TASK TO COMPLETE: Locate each line in the entries below that contains the word "pink", and copy those lines out in full.

┌────────

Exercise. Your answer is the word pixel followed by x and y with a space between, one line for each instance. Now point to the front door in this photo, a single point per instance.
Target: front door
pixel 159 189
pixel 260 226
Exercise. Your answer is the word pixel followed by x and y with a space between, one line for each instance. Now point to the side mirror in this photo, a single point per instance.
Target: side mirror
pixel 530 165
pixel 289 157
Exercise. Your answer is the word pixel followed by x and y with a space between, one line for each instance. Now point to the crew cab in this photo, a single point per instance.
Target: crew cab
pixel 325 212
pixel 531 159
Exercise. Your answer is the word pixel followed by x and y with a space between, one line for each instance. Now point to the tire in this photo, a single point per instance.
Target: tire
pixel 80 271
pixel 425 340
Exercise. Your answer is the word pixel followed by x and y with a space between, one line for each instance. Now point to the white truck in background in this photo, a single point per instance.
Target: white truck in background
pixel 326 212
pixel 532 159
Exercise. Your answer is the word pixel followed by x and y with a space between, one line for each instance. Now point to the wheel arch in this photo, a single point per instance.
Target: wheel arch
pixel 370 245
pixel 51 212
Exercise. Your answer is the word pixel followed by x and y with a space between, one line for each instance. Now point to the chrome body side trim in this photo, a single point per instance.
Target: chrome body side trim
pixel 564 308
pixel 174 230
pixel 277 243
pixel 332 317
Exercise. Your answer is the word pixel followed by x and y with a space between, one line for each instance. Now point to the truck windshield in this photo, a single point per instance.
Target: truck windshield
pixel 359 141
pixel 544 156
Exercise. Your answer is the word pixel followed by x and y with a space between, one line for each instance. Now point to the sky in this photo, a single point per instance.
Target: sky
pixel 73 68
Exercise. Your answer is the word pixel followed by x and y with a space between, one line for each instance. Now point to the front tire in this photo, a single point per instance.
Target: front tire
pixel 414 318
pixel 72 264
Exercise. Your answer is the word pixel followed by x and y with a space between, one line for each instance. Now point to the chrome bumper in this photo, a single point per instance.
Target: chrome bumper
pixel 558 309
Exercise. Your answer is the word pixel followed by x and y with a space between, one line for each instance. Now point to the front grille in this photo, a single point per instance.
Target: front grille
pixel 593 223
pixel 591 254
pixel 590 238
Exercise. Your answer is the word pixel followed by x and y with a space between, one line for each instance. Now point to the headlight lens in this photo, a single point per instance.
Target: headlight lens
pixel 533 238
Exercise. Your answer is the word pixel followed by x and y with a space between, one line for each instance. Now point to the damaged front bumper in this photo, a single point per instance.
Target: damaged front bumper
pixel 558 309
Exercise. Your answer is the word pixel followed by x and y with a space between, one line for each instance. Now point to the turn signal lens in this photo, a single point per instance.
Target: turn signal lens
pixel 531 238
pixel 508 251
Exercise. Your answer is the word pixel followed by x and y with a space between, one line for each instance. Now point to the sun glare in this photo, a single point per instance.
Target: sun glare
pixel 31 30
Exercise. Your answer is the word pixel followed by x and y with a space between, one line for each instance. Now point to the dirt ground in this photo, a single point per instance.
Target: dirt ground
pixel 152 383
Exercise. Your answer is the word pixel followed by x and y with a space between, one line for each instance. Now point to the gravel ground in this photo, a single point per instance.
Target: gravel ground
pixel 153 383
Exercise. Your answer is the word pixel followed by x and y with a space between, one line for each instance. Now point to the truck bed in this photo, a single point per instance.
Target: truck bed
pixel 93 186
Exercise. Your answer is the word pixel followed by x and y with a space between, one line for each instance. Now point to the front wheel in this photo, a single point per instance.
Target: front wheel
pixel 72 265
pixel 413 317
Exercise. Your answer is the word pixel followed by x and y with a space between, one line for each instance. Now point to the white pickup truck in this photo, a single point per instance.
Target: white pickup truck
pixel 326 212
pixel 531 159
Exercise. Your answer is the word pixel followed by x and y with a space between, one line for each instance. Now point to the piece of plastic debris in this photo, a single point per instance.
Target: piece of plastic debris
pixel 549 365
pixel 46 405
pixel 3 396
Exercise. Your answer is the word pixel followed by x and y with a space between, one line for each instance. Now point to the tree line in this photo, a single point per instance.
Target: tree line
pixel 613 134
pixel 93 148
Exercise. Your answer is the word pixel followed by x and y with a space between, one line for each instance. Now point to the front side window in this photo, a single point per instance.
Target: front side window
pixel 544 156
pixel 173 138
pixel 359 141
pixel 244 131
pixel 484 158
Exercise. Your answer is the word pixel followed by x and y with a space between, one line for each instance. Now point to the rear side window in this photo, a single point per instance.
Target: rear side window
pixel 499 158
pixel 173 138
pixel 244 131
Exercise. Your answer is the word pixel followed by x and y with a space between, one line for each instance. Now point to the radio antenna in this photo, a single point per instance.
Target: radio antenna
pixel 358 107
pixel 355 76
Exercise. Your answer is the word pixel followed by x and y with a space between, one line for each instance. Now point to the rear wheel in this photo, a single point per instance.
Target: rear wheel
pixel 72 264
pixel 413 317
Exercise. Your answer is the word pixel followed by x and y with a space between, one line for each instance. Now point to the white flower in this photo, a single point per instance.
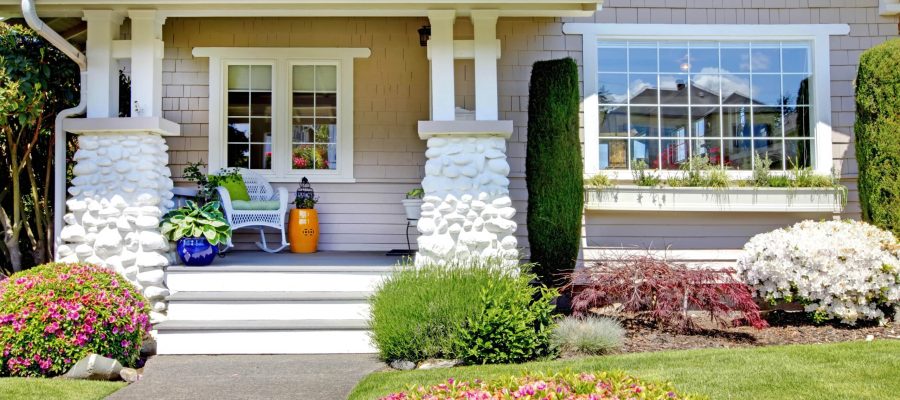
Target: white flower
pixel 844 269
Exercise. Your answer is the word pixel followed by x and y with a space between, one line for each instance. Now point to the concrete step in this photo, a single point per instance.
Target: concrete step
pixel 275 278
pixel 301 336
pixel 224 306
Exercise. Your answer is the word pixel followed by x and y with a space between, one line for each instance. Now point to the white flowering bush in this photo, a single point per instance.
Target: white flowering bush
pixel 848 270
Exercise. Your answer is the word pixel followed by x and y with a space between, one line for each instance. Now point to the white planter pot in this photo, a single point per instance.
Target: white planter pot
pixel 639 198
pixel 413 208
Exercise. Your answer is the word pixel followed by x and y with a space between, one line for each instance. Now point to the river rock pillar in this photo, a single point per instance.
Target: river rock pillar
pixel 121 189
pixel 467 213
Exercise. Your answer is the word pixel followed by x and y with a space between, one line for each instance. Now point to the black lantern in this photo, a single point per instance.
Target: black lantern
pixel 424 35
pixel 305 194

└────────
┌────────

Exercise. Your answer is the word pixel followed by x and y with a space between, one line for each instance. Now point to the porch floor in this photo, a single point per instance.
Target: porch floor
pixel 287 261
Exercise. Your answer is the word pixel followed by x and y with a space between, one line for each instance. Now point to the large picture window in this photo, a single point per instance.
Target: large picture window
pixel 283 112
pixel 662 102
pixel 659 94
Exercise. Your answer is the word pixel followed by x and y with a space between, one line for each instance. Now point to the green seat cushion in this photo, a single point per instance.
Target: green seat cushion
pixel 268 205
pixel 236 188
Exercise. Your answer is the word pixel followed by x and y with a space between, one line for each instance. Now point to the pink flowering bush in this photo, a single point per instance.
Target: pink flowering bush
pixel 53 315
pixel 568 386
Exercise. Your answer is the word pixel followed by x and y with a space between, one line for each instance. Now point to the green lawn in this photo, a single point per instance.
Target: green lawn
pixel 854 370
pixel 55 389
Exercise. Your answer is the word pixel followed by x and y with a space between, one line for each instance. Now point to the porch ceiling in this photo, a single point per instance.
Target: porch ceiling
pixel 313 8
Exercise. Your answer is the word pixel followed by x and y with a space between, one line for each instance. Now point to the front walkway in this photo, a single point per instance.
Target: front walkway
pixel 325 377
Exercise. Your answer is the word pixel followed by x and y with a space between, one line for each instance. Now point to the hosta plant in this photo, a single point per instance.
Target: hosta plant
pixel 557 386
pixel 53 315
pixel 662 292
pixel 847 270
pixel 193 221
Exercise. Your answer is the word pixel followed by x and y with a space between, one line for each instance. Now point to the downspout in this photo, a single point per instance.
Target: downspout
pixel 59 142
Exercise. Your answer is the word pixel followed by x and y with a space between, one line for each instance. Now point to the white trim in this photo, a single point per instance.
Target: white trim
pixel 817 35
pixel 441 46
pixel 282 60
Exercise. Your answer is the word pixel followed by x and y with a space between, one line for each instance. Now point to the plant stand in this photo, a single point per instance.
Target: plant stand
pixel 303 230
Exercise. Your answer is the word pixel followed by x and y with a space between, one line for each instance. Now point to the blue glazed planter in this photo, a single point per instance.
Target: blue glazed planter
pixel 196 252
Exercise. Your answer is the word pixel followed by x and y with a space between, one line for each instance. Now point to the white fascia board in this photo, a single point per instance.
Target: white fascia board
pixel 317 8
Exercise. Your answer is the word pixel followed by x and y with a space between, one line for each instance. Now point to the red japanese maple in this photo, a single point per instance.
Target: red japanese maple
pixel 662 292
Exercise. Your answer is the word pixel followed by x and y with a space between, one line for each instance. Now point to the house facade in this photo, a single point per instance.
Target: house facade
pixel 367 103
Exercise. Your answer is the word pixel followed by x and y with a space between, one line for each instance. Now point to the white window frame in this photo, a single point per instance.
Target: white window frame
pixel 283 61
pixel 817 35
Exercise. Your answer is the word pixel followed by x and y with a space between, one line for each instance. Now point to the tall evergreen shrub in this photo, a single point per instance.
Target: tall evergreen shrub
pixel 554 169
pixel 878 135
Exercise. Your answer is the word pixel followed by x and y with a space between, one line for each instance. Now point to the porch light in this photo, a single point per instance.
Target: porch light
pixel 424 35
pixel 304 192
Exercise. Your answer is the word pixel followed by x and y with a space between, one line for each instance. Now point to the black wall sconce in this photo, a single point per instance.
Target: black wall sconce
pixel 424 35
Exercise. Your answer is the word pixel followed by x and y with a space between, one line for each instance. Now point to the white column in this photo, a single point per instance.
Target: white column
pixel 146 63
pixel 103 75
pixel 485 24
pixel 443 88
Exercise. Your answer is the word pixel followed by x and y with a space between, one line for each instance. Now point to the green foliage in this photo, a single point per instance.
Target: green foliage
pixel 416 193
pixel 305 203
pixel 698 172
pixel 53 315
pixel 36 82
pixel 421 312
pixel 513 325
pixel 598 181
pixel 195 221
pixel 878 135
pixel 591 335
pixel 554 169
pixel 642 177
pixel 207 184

└────────

COMPLETED EXERCISE:
Exercise. Your answer is the word pixel followed by x and y with a space between, one line for each instance. Now point to the pink flowering bush in this photo, a single point per instance.
Target: pink flowering bush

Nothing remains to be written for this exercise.